[Data extracted from a collection]
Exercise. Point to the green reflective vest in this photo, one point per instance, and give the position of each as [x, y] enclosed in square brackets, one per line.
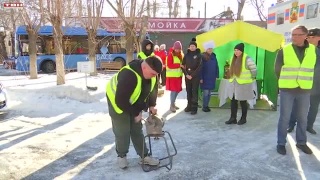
[144, 56]
[295, 74]
[111, 89]
[174, 72]
[245, 76]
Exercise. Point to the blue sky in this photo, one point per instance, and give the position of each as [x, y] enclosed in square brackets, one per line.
[214, 7]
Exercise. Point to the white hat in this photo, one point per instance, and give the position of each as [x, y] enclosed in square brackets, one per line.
[208, 44]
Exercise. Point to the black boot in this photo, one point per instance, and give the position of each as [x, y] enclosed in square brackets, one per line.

** Problem statement **
Write out the data again word for word, minus any images.

** Written response **
Exercise. Point to the green reflective vest in this photo, one point per instance, and give the position of each as [x, y] enclosed in square brackets, one per line.
[144, 56]
[295, 74]
[111, 89]
[174, 72]
[245, 76]
Exercise. Point to the blue sky in this photo, one point per instance, and give the position of each as [x, y] enclosed in square brackets, one per line.
[214, 7]
Exercise. Point to the white hat in this photo, one point per instance, and give the position of each as [x, y] enclosed in square brackets, one per line.
[208, 44]
Exercise. Point to the black boot in this photo, one point per instance, and give the position of each as [x, y] enclosed in square brackets, one per line.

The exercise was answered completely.